#### Goal of the exercise:
The entries that follow must be given again exactly, with no pictures kept.

[Referring expression data]
━━━━━━━━━━━━━━━━━━━━━━━━━━━━━━
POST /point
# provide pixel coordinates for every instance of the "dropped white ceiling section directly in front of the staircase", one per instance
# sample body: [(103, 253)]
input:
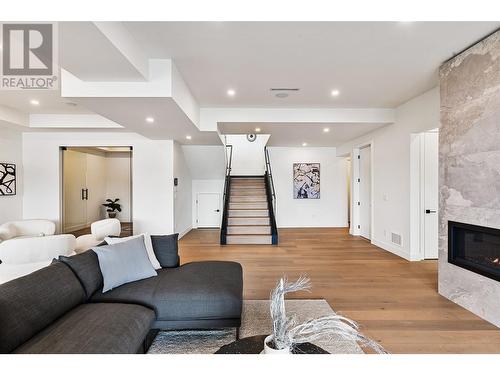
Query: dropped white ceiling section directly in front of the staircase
[(294, 134)]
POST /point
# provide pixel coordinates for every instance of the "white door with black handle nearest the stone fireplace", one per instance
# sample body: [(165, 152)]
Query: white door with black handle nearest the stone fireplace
[(431, 195)]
━━━━━━━━━━━━━━━━━━━━━━━━━━━━━━
#### Task result:
POST /point
# provide pixel coordinates for every instance of the "dropped white ceiling section directly in front of the staircase", one per instance
# sample body: [(103, 253)]
input:
Query: dropped white ceiling section directly in front of the staircase
[(294, 134)]
POST /point
# provide pixel coordinates for every instance of the "white door with black handle nearest the stone fireplace", one per instance
# sample body: [(165, 152)]
Query: white door with black handle nearest the stone fireplace
[(431, 195)]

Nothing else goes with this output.